* start Reading passage *

What? The R5 slows down to 6 fps with flicker reduction turned on? Say it ain't so, Joe!

The 1D X Mark II only did 16 fps in mirror lockup mode with no AF tracking between frames. That freed up a LOT of processing cycles that were used for image processing instead.


----------



## Michael Clark (Sep 28, 2020)

bbasiaga said:


> I wondered, after the R5 overheating issues, if the R1 was not in the works yet because of thermal issues. I think these typically get a dual Digic set up, and if one of those bad boys is throwing lots of heat imagine 2.... That's not to say they wouldn't just do a single next gen Digic, but it was just my thought that the processing required for an R1 series could be a limiting issue at the moment.
> 
> The larger body with built in grip could give them some opportunities though for heat dissipation ideas.
> 
> ...



It seems more and more like the most significant source of the heat problem in the R5 are the CFExpress cards, rather than the DiG!C X processor. 

By the way, the 1D X Mark III only has a single DiG!C X processor, which is so many times more powerful than both dual DiG!C 6+ processors combined in the 1D X Mark II it's not even funny.


----------



## Michael Clark (Sep 28, 2020)

Methodical said:


> This is why I did not consider the 1DX3. I knew this probably was a peak into the future mirrorless 1D body and Canon trying to get that last money grab for the 1D Dslr body.
> 
> They should name the new body EOS 1DR to distinguish it from the previous generation 1D camera, like they did going from the 1D4 to the 1DX.





navastronia said:


> I think "R1," on its own, sounds more graceful.



I like R1 D.

Then the next one can be the R2 D. 

Then a minor revision of that one can be the R2 D2!

* end Reading passage *
* start Material provided *

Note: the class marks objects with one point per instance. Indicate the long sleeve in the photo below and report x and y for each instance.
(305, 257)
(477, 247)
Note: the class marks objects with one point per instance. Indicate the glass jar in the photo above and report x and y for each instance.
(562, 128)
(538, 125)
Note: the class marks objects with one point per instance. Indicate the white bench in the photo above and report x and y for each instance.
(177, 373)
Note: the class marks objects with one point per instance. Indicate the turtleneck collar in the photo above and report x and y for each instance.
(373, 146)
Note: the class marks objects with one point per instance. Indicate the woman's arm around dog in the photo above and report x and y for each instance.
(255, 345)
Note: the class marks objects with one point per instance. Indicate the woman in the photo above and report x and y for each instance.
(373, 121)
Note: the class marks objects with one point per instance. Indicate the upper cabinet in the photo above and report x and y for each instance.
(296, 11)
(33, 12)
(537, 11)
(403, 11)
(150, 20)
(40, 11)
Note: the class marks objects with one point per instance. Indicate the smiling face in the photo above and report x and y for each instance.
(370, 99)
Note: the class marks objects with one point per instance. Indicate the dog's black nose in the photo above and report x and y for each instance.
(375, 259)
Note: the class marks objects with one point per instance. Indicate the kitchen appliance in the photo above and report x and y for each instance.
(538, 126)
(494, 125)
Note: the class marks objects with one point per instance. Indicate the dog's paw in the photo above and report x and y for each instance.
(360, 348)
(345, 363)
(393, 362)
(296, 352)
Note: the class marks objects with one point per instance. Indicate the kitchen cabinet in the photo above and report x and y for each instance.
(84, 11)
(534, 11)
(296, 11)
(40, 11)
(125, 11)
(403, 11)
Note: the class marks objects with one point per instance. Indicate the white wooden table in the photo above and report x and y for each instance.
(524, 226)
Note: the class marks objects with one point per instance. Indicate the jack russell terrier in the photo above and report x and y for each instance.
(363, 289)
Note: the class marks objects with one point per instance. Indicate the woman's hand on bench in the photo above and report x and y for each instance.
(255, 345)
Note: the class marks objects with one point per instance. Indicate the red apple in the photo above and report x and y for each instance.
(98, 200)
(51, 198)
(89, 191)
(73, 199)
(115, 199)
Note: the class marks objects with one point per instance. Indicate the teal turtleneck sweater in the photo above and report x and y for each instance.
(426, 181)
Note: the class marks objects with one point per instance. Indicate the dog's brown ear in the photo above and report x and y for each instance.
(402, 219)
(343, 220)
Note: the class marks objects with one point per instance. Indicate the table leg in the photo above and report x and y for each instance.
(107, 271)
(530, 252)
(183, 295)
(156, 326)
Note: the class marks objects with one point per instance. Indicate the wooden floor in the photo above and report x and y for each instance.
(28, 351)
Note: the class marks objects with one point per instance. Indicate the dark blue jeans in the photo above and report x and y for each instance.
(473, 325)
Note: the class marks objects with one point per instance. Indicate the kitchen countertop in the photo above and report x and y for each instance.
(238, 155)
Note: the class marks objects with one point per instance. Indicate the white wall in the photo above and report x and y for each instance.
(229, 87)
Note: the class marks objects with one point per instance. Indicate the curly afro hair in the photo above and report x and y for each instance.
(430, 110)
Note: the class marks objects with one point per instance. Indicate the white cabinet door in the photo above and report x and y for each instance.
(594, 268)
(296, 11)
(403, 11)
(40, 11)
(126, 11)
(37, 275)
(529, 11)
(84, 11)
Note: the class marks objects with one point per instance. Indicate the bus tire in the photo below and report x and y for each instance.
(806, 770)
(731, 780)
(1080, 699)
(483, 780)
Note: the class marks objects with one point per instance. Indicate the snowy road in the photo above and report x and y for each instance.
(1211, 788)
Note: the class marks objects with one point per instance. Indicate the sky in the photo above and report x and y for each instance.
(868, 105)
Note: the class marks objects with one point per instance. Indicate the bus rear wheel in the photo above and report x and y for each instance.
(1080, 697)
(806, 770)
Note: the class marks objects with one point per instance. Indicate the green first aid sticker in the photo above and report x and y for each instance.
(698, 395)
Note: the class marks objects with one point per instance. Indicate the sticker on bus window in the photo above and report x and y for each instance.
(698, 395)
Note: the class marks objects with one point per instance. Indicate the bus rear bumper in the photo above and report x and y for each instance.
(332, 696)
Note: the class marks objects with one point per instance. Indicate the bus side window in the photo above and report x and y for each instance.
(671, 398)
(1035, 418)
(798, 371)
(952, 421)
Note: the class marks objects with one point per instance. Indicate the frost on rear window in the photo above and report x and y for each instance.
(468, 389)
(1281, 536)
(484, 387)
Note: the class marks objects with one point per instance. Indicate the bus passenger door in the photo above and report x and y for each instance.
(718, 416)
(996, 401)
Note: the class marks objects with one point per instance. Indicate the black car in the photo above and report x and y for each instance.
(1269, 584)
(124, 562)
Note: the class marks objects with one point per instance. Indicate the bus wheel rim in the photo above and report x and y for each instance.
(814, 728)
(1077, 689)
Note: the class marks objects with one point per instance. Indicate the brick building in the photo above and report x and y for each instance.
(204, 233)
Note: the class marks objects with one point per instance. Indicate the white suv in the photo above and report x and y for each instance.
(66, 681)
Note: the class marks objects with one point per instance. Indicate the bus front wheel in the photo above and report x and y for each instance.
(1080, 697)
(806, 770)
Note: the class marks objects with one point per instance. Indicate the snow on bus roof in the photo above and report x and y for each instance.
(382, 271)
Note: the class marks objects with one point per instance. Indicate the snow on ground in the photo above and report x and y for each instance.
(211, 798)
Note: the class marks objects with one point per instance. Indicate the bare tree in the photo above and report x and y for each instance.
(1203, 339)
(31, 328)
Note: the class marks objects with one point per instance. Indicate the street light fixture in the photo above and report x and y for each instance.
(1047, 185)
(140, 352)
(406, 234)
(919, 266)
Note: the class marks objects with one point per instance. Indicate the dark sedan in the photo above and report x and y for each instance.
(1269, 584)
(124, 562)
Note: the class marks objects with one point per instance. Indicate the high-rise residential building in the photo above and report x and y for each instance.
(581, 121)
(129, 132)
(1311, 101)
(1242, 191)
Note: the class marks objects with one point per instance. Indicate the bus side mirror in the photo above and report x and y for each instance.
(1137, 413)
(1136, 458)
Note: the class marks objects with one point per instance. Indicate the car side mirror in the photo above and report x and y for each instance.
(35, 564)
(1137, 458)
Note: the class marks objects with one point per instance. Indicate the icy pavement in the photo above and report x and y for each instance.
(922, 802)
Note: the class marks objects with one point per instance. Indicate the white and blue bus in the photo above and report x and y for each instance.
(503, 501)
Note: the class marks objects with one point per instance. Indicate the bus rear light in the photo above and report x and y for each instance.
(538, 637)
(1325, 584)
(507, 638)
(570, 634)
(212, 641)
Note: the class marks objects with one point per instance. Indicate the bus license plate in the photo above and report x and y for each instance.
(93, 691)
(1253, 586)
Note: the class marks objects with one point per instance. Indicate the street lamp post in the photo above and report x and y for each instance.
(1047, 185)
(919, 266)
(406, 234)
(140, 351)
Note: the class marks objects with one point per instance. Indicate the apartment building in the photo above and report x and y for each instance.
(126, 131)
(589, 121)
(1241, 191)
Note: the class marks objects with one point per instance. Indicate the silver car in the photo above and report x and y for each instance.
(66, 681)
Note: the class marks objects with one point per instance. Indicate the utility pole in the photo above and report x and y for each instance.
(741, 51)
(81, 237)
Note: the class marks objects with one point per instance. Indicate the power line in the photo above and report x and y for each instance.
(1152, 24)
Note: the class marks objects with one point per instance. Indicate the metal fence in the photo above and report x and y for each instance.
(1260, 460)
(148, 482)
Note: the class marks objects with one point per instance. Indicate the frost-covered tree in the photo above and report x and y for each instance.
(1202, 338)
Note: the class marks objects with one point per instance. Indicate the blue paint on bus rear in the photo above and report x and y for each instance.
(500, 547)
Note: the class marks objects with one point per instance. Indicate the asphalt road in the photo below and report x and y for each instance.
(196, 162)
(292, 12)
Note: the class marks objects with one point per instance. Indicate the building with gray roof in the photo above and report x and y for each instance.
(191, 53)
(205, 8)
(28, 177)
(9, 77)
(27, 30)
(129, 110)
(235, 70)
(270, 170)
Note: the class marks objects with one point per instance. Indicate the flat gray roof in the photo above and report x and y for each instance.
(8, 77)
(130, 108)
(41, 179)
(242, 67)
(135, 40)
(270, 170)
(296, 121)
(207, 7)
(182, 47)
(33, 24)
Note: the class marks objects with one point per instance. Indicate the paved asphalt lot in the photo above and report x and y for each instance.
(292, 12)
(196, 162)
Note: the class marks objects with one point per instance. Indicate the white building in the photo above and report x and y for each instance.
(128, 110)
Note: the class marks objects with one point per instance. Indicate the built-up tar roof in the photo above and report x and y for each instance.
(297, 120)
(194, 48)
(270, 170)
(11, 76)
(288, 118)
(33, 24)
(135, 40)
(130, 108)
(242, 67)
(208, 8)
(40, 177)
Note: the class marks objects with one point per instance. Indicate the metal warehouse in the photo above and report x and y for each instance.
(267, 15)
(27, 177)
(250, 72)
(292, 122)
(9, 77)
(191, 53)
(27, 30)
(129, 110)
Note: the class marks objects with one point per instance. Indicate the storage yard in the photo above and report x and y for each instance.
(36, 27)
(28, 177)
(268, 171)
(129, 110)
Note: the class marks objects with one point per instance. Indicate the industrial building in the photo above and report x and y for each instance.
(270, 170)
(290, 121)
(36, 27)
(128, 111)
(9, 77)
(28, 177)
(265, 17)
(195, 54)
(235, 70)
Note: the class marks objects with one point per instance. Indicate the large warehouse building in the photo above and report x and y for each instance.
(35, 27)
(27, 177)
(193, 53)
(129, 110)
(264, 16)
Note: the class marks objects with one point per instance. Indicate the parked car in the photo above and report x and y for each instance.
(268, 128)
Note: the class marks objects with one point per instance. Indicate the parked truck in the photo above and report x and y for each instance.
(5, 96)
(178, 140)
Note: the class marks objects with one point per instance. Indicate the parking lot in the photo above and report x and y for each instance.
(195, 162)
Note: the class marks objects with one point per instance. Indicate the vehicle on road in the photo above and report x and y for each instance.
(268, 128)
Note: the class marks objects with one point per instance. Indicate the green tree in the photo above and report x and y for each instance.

* end Material provided *

» What you will do
A: In the Canon camera thread, why was processing power freed up for image processing when the 1D X Mark II shot 16 fps?
B: List every forum username that appears in the Canon camera thread.
Answer from the Canon camera thread alone.

» Task-by-task answers
A: At 16 fps, the 1D X Mark II worked only in mirror lockup mode and did no AF tracking between frames. That freed up many processing cycles, which went to image processing instead.

B:
- bbasiaga
- Michael Clark
- Methodical
- navastronia